ACTIVITY: Can you copy the worked solution to the differential equation word for word, everything from "Multiply the equation" down to "hence \(C=-\ln 8\)."?

EXCERPT:
---

Answer: \(y=\left(1+\frac{7}{x}\right)\ln\left(\frac{x+7}{8}\right)+\frac{7}{x}\).
First put the differential equation into linear form by dividing through by \(x(x+7)\):
\(\frac{\mathrm{d}y}{\mathrm{d}x}+\frac{7}{x(x+7)}y=\frac{1}{x+7}.\)
Use partial fractions:
\(\frac{7}{x(x+7)}=\frac{1}{x}-\frac{1}{x+7}.\)
So the integrating factor is
\(\mu(x)=\exp\left(\int \frac{7}{x(x+7)}\,\mathrm{d}x\right)=\exp\left(\int \left(\frac{1}{x}-\frac{1}{x+7}\right)\,\mathrm{d}x\right)=e^{\ln x-\ln(x+7)}=\frac{x}{x+7}.\)
Multiply the equation through by \(\frac{x}{x+7}\):
\(\frac{\mathrm{d}}{\mathrm{d}x}\left(\frac{xy}{x+7}\right)=\frac{x}{(x+7)^2}.\)
Rewrite the right-hand side as
\(\frac{x}{(x+7)^2}=\frac{1}{x+7}-\frac{7}{(x+7)^2}.\)
Integrating gives
\(\frac{xy}{x+7}=\int \left(\frac{1}{x+7}-\frac{7}{(x+7)^2}\right)\,\mathrm{d}x=\ln(x+7)+\frac{7}{x+7}+C.\)
Use \(y=7\) when \(x=1\):
\(\frac{1\cdot 7}{1+7}=\ln 8+\frac{7}{8}+C,\)
so \(\frac{7}{8}=\ln 8+\frac{7}{8}+C\), hence \(C=-\ln 8\).
Therefore
\(\frac{xy}{x+7}=\ln(x+7)-\ln 8+\frac{7}{x+7}=\ln\left(\frac{x+7}{8}\right)+\frac{7}{x+7}.\)
Now multiply through by \(\frac{x+7}{x}\):
\(y=\frac{x+7}{x}\ln\left(\frac{x+7}{8}\right)+\frac{7}{x}=\left(1+\frac{7}{x}\right)\ln\left(\frac{x+7}{8}\right)+\frac{7}{x}.\)

---

SUPPLIED ENTRIES:
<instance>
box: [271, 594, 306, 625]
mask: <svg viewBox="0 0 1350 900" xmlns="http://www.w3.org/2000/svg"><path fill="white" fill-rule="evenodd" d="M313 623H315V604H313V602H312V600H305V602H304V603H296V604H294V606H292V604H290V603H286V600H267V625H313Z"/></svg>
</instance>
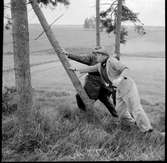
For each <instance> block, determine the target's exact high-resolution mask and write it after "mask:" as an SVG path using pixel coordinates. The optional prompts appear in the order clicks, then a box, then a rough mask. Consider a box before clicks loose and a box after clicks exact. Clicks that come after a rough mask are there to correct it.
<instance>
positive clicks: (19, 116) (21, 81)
mask: <svg viewBox="0 0 167 163" xmlns="http://www.w3.org/2000/svg"><path fill="white" fill-rule="evenodd" d="M11 15H12V20H13V23H12V35H13V52H14V70H15V84H16V89H17V92H18V97H19V98H18V112H17V118H18V123H19V125H20V129H21V132H22V134H23V136H24V135H25V134H27V133H28V132H29V131H30V127H29V125H30V123H29V122H30V121H31V111H32V104H33V102H32V86H31V75H30V61H29V32H28V19H27V6H26V0H11Z"/></svg>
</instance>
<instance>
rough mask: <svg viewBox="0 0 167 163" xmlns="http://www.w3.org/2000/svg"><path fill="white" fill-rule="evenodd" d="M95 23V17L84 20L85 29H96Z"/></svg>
mask: <svg viewBox="0 0 167 163" xmlns="http://www.w3.org/2000/svg"><path fill="white" fill-rule="evenodd" d="M95 21H96V19H95V17H90V18H86V19H85V20H84V28H95V27H96V23H95Z"/></svg>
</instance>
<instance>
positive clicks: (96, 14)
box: [96, 0, 100, 47]
mask: <svg viewBox="0 0 167 163" xmlns="http://www.w3.org/2000/svg"><path fill="white" fill-rule="evenodd" d="M99 10H100V0H96V46H97V47H100V30H99V25H100V13H99V12H100V11H99Z"/></svg>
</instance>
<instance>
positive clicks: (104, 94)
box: [76, 87, 118, 117]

---

SOLUTION TO THIS EXERCISE:
Multiply the equation through by \(\frac{x}{x+7}\):
\(\frac{\mathrm{d}}{\mathrm{d}x}\left(\frac{xy}{x+7}\right)=\frac{x}{(x+7)^2}.\)
Rewrite the right-hand side as
\(\frac{x}{(x+7)^2}=\frac{1}{x+7}-\frac{7}{(x+7)^2}.\)
Integrating gives
\(\frac{xy}{x+7}=\int \left(\frac{1}{x+7}-\frac{7}{(x+7)^2}\right)\,\mathrm{d}x=\ln(x+7)+\frac{7}{x+7}+C.\)
Use \(y=7\) when \(x=1\):
\(\frac{1\cdot 7}{1+7}=\ln 8+\frac{7}{8}+C,\)
so \(\frac{7}{8}=\ln 8+\frac{7}{8}+C\), hence \(C=-\ln 8\).